I claim no expertise on this. But the link below has some information that may help.
It is not known how honest are the watts and lumens posted on the packages of CFLs. I have some GE #74726 that have an outer non-glass shell similar in shape to the conventional A-19 lamps. We are using a few of them and like them very much except that warmup to full brightness is quite slow. 20 Watts, 1100 lumens for 55 lumens per watt. Check out the claims for other brands and sizes.

Here is a link that might be useful: Lighting

OK, I just found the GE product on Amazon. But I bought mine at Ollies for just $2.99 for the pack. I feel like a thief- no, not really. Some of Ollies stuff is not a bargain. This price prompted me to try a pack and then I bought more a few days later.

Here is a link that might be useful: Amazon

Thanks, at one time or another, I think I was at that first link. It looks like the tubes are significantly more efficient in pure power consumption.

What is the deal with commercial vs. residential ballasts? The FCC allows more interference in the commercial product?

It's difficult to compare long tube to CFL since you now have to consider lumens versus lux.

Simply put, lumens is the total of the measured light output, while lux is the measured light output over one square meter.

A long tube bulb fixture will illuminate a much larger area, while a CFL may provide brighter light but within a smaller area.

I've just recently really started looking at the lasted LED replacements for long tube fluorescent - they have much more potential to illuminate the same area as traditional tubes with a much lower energy cost.

While I'd suggest waiting to replace them, I'm currently replacing three, 2-tube, 40 watt/bulb fixtures in my 120 sq-ft electronics workshop with six 40 watt equivalent LED A19 bulbs. Each is roughly 7 watts, which means 42 watts now replaces 240 watts of fluorescent lighting. Since this is a small workshop, the illumination is actually better than before.

> "I have some GE #74726 that have an outer non-glass shell similar in shape to the conventional A-19 lamps. We are using a few of them and like them very much except that warmup to full brightness is quite slow. 20 Watts, 1100 lumens for 55 lumens per watt. Check out the claims for other brands and sizes."

COLLECTED DATA

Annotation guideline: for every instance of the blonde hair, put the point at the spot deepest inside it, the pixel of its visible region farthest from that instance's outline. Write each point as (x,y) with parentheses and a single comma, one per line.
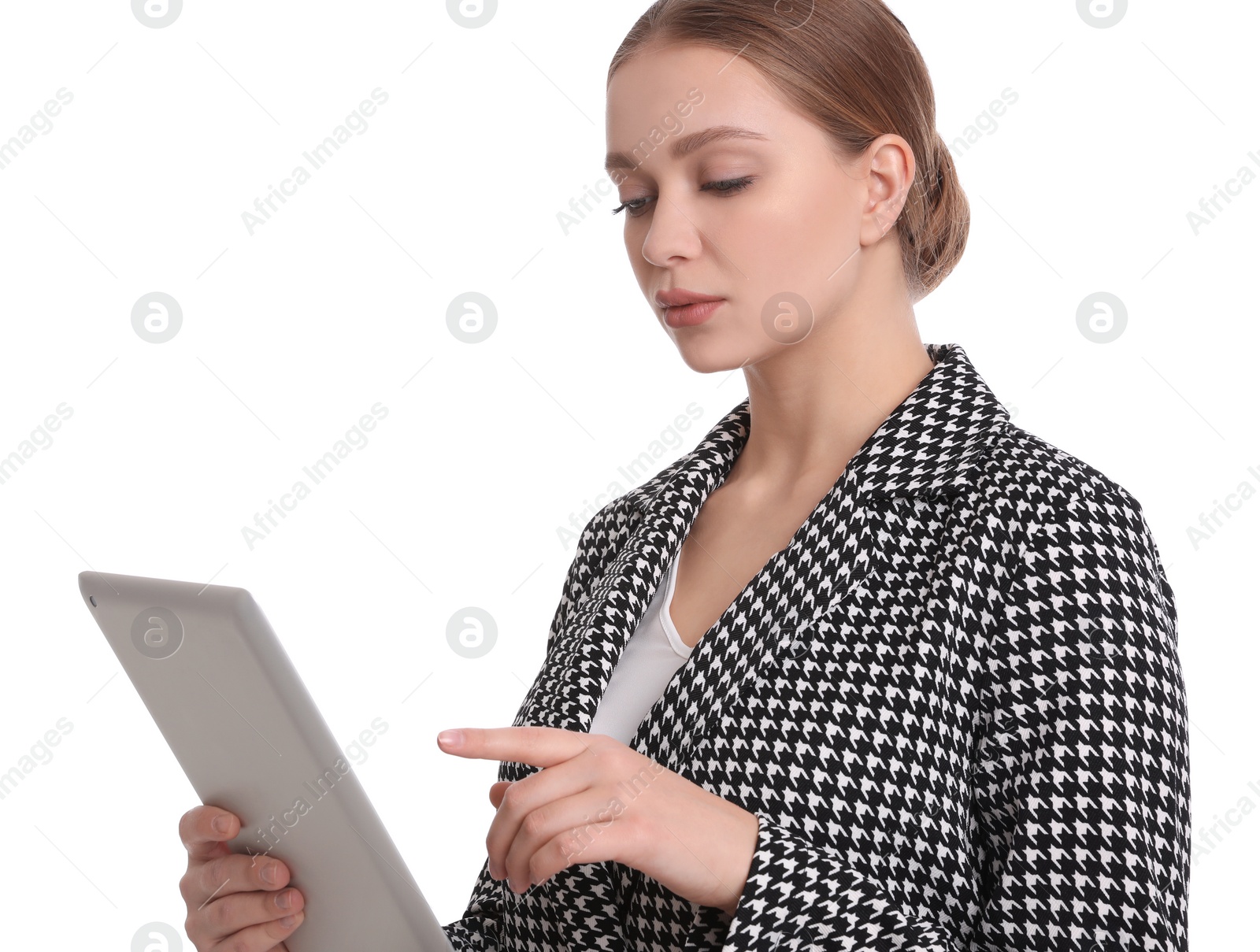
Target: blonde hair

AIM OF THE TASK
Answer these questions from the lighting thread:
(a) Where did the poster buy the GE bulbs, and at what price?
(b) How does the thread define lux?
(c) What total wattage do the six LED A19 bulbs in the workshop draw?
The lines are separate material, unrelated to the lighting thread.

WRITTEN ANSWER
(a) At Ollies, for $2.99 for the pack.
(b) Lux is the measured light output over one square meter.
(c) 42 watts.